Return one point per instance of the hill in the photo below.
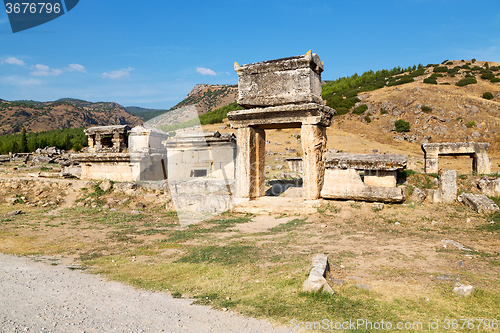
(208, 97)
(65, 113)
(441, 103)
(436, 104)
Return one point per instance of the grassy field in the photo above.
(255, 265)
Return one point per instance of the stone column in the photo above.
(250, 162)
(313, 147)
(481, 163)
(431, 161)
(91, 141)
(97, 141)
(448, 185)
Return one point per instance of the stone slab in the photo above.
(386, 162)
(347, 185)
(489, 186)
(280, 81)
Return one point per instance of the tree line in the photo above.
(68, 138)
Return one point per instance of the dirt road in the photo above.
(39, 297)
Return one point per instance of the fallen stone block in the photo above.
(418, 196)
(434, 196)
(480, 203)
(316, 280)
(347, 185)
(106, 185)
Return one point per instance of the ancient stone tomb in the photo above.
(478, 151)
(193, 154)
(282, 93)
(343, 180)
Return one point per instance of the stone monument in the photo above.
(281, 93)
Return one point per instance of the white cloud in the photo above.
(118, 74)
(14, 61)
(76, 68)
(20, 81)
(205, 71)
(42, 70)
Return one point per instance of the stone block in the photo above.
(380, 178)
(489, 186)
(418, 196)
(281, 81)
(447, 180)
(388, 162)
(434, 196)
(480, 203)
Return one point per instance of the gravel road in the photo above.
(38, 297)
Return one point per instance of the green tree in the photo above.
(488, 95)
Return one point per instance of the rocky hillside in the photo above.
(65, 113)
(439, 112)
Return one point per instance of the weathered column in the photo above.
(90, 140)
(448, 184)
(250, 162)
(116, 142)
(481, 163)
(313, 147)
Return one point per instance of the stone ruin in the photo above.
(201, 154)
(282, 93)
(481, 163)
(123, 154)
(107, 139)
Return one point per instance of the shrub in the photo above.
(426, 109)
(402, 126)
(466, 81)
(360, 109)
(488, 95)
(430, 80)
(440, 69)
(395, 81)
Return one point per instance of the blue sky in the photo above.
(151, 53)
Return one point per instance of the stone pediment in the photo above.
(291, 114)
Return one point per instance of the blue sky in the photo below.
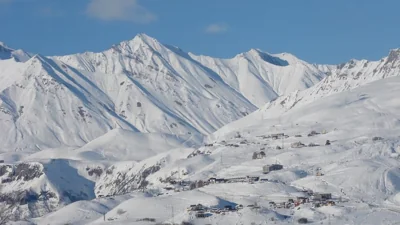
(318, 31)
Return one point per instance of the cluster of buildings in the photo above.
(315, 199)
(202, 211)
(248, 179)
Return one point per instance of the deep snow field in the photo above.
(133, 134)
(362, 173)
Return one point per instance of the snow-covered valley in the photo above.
(143, 133)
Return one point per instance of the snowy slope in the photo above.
(343, 77)
(103, 127)
(139, 85)
(362, 174)
(9, 53)
(262, 77)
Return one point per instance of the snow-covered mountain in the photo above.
(93, 134)
(139, 85)
(341, 78)
(8, 53)
(359, 168)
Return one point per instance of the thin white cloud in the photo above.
(49, 12)
(216, 28)
(119, 10)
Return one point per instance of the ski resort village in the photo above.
(146, 134)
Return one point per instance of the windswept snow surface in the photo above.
(362, 174)
(114, 137)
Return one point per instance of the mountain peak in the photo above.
(4, 47)
(139, 41)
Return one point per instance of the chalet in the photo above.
(220, 180)
(237, 207)
(303, 200)
(252, 179)
(259, 155)
(313, 133)
(297, 145)
(277, 136)
(273, 167)
(312, 145)
(236, 179)
(201, 215)
(228, 208)
(322, 196)
(198, 208)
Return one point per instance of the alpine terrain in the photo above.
(145, 133)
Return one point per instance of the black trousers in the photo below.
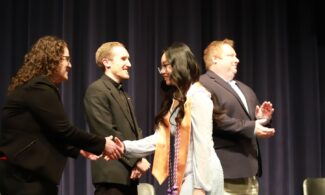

☆ ☆ ☆

→ WRITTEN TASK: Rewrite all of the rows above with every "photo" changed to "image" and nothing else altered. Don't include the pictures.

→ TASK RESULT:
Return one point per instance of the hill in the image below.
(208, 97)
(65, 113)
(441, 103)
(436, 104)
Return one point per instance of the grassy field in the image above.
(255, 265)
Return one point per instance of the stone column in the image above.
(250, 162)
(313, 147)
(481, 163)
(431, 161)
(91, 141)
(97, 141)
(448, 185)
Return one point per instance of the stone slab in the image above.
(386, 162)
(347, 185)
(489, 186)
(280, 81)
Return one point per instance of the tree line in the image above.
(68, 138)
Return one point per instance of the dirt road in the image above.
(39, 297)
Return one point per instance of the fallen stone block in the image above.
(418, 196)
(434, 196)
(480, 203)
(316, 280)
(347, 185)
(106, 185)
Return one point per instance of the ancient stone tomb in the image above.
(478, 151)
(193, 154)
(282, 93)
(343, 180)
Return one point per instance of the stone monument in the image above.
(281, 93)
Return one point per instance of the white cloud in the image above.
(118, 74)
(14, 61)
(76, 68)
(20, 81)
(205, 71)
(42, 70)
Return one point per instance of the stone block in the image above.
(380, 178)
(489, 186)
(418, 196)
(281, 81)
(447, 180)
(388, 162)
(434, 196)
(480, 203)
Return one point per instance of the gravel road in the image above.
(38, 297)
Return one point per instance of the green tree in the image above.
(488, 95)
Return one point per instance of the rocky hillside in the image above.
(65, 113)
(439, 112)
Return one point per instance of the weathered column in the image above.
(90, 140)
(448, 184)
(250, 162)
(116, 142)
(481, 163)
(313, 147)
Return one point per instance of the stone ruin in the image above.
(201, 154)
(282, 93)
(481, 163)
(123, 154)
(107, 139)
Return one point per instance of the shrub in the image above.
(426, 109)
(402, 126)
(466, 81)
(360, 109)
(488, 95)
(430, 80)
(440, 69)
(395, 81)
Return one point per instance of the blue sky in the image above.
(151, 53)
Return one point per instance of the stone pediment in the image above.
(291, 114)
Return one point per instance of the blue sky in the image below.
(318, 31)
Return one point per instance of the cluster of buildings in the image above.
(315, 199)
(202, 211)
(248, 179)
Return one point per instance of the deep snow field in the image above.
(133, 134)
(362, 173)
Return one point per instance of the snow-covered valley in the image above.
(143, 133)
Return one point per instance of the snowy slope in the image above.
(343, 77)
(103, 127)
(139, 85)
(362, 174)
(9, 53)
(262, 77)
Return one point per instance of the snow-covered mountain in the image above.
(93, 134)
(139, 85)
(341, 78)
(8, 53)
(359, 168)
Return one point per instance of the thin white cloud in the image above.
(49, 12)
(216, 28)
(119, 10)
Return one point per instance of the ski resort village in the image above.
(146, 134)
Return one point per instance of the windswept snow surface in the image above.
(362, 174)
(114, 137)
Return one point per instance of the mountain peak in the image above.
(4, 47)
(139, 41)
Return one point per instance of the chalet in the image above.
(220, 180)
(237, 207)
(303, 200)
(252, 179)
(259, 155)
(313, 133)
(297, 145)
(277, 136)
(273, 167)
(312, 145)
(236, 179)
(201, 215)
(228, 208)
(322, 196)
(198, 208)
Return one point per instance of the alpine terrain in the image above.
(145, 133)
Return one point per instance of the black trousers in the image below.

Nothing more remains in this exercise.